● **Data extracted from a collection**
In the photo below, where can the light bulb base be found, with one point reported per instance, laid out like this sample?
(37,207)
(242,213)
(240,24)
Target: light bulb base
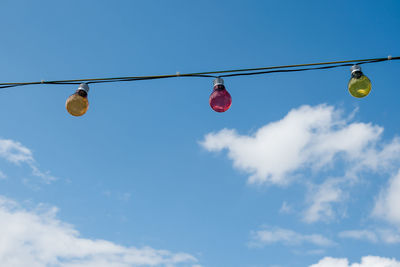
(84,87)
(218,81)
(355,68)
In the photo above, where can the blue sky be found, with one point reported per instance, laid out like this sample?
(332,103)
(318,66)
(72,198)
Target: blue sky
(296,173)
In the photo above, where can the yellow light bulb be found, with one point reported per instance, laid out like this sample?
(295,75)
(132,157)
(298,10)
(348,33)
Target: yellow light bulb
(359,84)
(77,104)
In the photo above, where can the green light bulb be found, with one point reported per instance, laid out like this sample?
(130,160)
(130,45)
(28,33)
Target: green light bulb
(359,84)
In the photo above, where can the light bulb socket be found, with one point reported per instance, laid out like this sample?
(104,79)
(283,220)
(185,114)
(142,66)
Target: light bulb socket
(355,68)
(83,87)
(218,81)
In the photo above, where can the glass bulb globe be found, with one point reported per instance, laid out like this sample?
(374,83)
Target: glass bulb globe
(220,100)
(359,84)
(77,104)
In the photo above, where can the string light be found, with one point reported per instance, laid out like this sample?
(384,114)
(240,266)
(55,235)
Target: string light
(77,104)
(220,100)
(359,84)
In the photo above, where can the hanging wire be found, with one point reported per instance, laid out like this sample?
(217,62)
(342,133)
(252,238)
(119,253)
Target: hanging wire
(214,74)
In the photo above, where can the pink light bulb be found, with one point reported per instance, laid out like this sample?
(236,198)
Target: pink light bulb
(220,99)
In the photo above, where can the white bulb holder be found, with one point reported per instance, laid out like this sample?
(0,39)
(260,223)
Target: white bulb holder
(355,68)
(84,87)
(218,81)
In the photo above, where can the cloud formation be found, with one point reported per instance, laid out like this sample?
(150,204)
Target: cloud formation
(308,137)
(367,261)
(16,153)
(287,237)
(312,141)
(30,238)
(387,204)
(387,236)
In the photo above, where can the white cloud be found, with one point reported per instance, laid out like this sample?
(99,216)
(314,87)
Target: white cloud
(17,153)
(387,204)
(39,239)
(321,198)
(367,261)
(307,137)
(360,234)
(310,141)
(287,237)
(388,236)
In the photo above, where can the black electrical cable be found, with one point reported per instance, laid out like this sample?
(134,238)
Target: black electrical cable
(230,73)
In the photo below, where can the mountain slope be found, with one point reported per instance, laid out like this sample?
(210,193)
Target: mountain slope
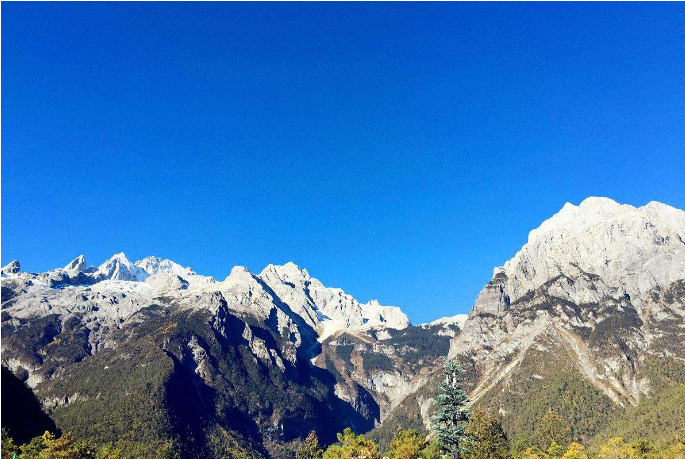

● **EXERCISE BRIEF**
Reproduce all of the rows above verbatim, leaving out the pictures.

● **ANSWER**
In the photo below, where can the light bulb base be found, with one point reported per instance, laid out like this sample?
(37,207)
(242,213)
(240,24)
Target: light bulb base
(84,87)
(218,81)
(355,68)
In the photo above, where can the blue sky be found, with one point reported per instance, laid out like this sample?
(332,103)
(318,66)
(72,198)
Target: blue sky
(296,173)
In the photo above, where can the yellow light bulb be found, with one point reported per instance, laid out like this sample?
(295,75)
(132,157)
(298,10)
(348,33)
Target: yellow light bulb
(359,84)
(77,104)
In the photo above, where can the green light bulb be found, with one point reported per instance, laid out like this sample?
(130,160)
(130,45)
(28,33)
Target: green light bulb
(359,84)
In the photo above, where can the light bulb socket be found, with one point reported per instance, laid out like this sample?
(104,79)
(283,220)
(185,114)
(142,66)
Target: light bulb socket
(355,68)
(83,87)
(218,81)
In the photo above, where can the glass bulb globe be found, with one point reported per instance, laid out like this sample?
(374,83)
Target: glass bulb globe
(220,100)
(359,84)
(77,104)
In the photo above, where can the string light be found, with one point reported per instance, laid out like this sample?
(384,114)
(240,266)
(55,235)
Target: string light
(77,104)
(220,100)
(359,84)
In the photo above, where can the hanging wire be found, with one point reported per instance, laid out like this sample?
(217,62)
(342,133)
(252,238)
(119,253)
Target: hanging wire
(214,74)
In the photo above, where can the pink light bulb be found, with one point reported per instance, laid out like this sample?
(236,198)
Target: pink light bulb
(220,99)
In the photo above, where can the white bulb holder be found, with one point reported per instance, laid out like this sample?
(0,39)
(260,223)
Target: white bulb holder
(355,68)
(84,87)
(218,81)
In the photo above, where can the cloud formation be found, with one point reported per instance, laid out like this sample?
(150,204)
Target: cloud formation
(308,137)
(367,261)
(16,153)
(287,237)
(312,141)
(30,238)
(387,204)
(387,236)
In the photo above, where can the white cloud be found, with one point reported per instance, laid out like this sample?
(99,216)
(314,87)
Target: white cloud
(17,153)
(387,204)
(39,239)
(321,198)
(367,261)
(307,137)
(360,234)
(310,141)
(287,237)
(388,236)
In the photo above, where can the black electrical cable be found, with one point reported per instance, laid out like this sample?
(134,238)
Target: black electrical cable
(230,73)
In the photo below, where can the mountain slope be found, with one point reported per instance, laid out like this sample?
(210,193)
Target: mountain slope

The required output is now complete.